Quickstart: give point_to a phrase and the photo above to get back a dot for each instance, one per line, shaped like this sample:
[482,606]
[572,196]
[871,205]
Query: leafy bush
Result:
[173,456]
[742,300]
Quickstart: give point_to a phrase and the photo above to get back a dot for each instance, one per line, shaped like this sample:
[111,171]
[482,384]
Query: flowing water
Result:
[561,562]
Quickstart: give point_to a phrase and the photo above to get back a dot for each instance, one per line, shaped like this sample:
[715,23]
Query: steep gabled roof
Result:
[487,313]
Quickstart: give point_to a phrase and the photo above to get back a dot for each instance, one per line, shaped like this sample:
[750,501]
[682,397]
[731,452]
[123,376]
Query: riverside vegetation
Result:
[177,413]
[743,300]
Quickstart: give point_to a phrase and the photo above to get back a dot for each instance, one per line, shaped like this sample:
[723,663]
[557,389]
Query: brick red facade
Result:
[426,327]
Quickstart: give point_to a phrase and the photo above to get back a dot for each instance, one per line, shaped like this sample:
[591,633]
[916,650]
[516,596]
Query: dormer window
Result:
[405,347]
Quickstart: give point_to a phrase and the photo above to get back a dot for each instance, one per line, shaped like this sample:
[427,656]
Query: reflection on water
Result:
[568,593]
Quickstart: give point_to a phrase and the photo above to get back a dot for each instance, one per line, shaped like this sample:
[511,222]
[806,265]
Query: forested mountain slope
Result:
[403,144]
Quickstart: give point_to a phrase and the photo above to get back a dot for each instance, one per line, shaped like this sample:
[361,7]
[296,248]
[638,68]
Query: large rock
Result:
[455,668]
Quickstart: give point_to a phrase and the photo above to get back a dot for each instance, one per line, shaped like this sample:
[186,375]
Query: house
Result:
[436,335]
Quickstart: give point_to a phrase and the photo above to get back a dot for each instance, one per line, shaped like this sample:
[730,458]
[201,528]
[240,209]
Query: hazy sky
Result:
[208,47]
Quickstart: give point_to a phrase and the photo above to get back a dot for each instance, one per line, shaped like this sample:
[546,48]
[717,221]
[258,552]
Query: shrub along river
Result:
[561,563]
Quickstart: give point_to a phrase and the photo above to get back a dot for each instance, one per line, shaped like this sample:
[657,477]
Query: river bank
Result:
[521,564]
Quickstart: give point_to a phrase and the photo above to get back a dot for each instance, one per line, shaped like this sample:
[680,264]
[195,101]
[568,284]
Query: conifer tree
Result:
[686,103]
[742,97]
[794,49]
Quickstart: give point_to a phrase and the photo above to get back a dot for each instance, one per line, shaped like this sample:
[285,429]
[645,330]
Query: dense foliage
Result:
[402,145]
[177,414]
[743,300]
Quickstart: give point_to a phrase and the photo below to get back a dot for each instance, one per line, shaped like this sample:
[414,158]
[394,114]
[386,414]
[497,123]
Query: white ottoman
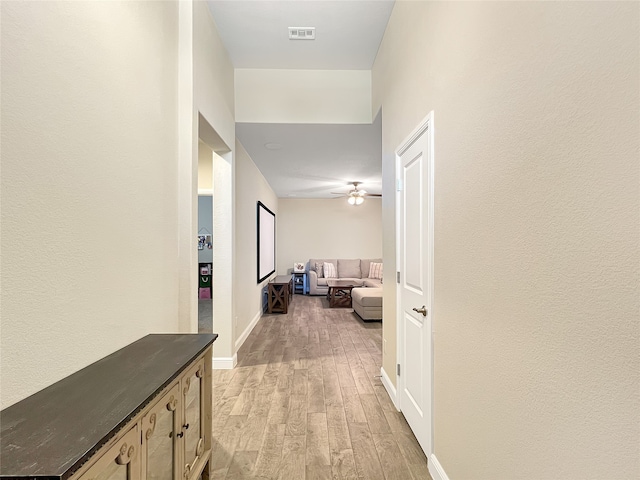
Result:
[367,303]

Work to do:
Skip the images and write out the rest of the listing exactly.

Result of this exercise:
Quickstart: give point_to a phrase and the photo above to get back a dot for each instance, one per line, shaped like this sample:
[482,606]
[572,196]
[871,205]
Query: leafy bush
Result:
[173,456]
[742,300]
Quickstart: give point_to a phrase and the photo above to get back a dot for each instance, one per line, shaped like this sample:
[111,171]
[482,384]
Query: flowing water
Result:
[561,562]
Quickstart: give point_to a phrase and the photo above to get back a dot for each instance, one per line, shaped like this sample:
[715,23]
Query: steep gabled roof
Result:
[487,313]
Quickstart: give point_to a phrase and the photo above to get back a dot for each instance, one per line, shaped like this sample:
[750,501]
[682,397]
[731,452]
[123,376]
Query: riverside vegetation
Result:
[177,413]
[743,300]
Quickstart: give point_to a phrase and the photo above to get back a dot for each instance, one per line, shaped like this sample:
[723,663]
[557,389]
Query: brick red facade
Result:
[426,327]
Quickstart: give point_to a phrase and the photo above to get back a dot for each instance, one per line, shaped like this sample:
[591,633]
[916,650]
[516,596]
Query: dormer window
Result:
[405,347]
Quickstart: give point_to a phrase and the photo above to get back a dot for each instance, one per line, shaped like this sample:
[427,656]
Query: reflection on water
Result:
[568,593]
Quickstart: give point_to a phrase and the photo above to get back a dot for each instance, one per line, shaped like this sample:
[511,222]
[806,265]
Query: forested mountain slope
Result:
[403,144]
Quickstart: give point_to a phrase and the photo above to get back a dot for each instance, one per line, shaped like this sample:
[361,7]
[296,248]
[638,68]
Query: large rock
Result:
[455,668]
Quickstart: give point_to a phrase and the photo above to get back a dot for each instance, one per line, shaped like this sample:
[186,375]
Query: house
Result:
[436,335]
Quickstart: give point_to a phrase and the photo above to get back a dot for each instance, one per line, shaped like this sample:
[730,458]
[201,528]
[240,209]
Query: hazy sky
Result:
[208,47]
Quickstart: give point_to a phrase and the photo above to get back a dot for each instance, one per line, shaped like this sample:
[546,48]
[717,221]
[258,552]
Query: shrub along river
Result:
[561,563]
Quickstart: give point_to a phrase and the photo above to get back a dot for each instance, one per line, shaped like this sample:
[657,477]
Query: river bank
Result:
[521,564]
Quickstart: give point_to a phrase and the photo above to get back a dot for each instance, one per line, shaped like this sample:
[680,264]
[195,101]
[568,284]
Query: conifer tree
Result:
[686,103]
[742,97]
[794,49]
Quickstart: give point_to a phrase and the photo above to get back a dot for each instance, one per line, shaped like this sample:
[285,429]
[645,330]
Query: dense foliage
Result:
[402,145]
[177,414]
[743,300]
Quickstart: give point_to a phrase and the photo below to get back a dot for each instance, one per line, shaped like this sample:
[414,158]
[394,114]
[386,414]
[497,123]
Query: white ottoman
Result:
[367,303]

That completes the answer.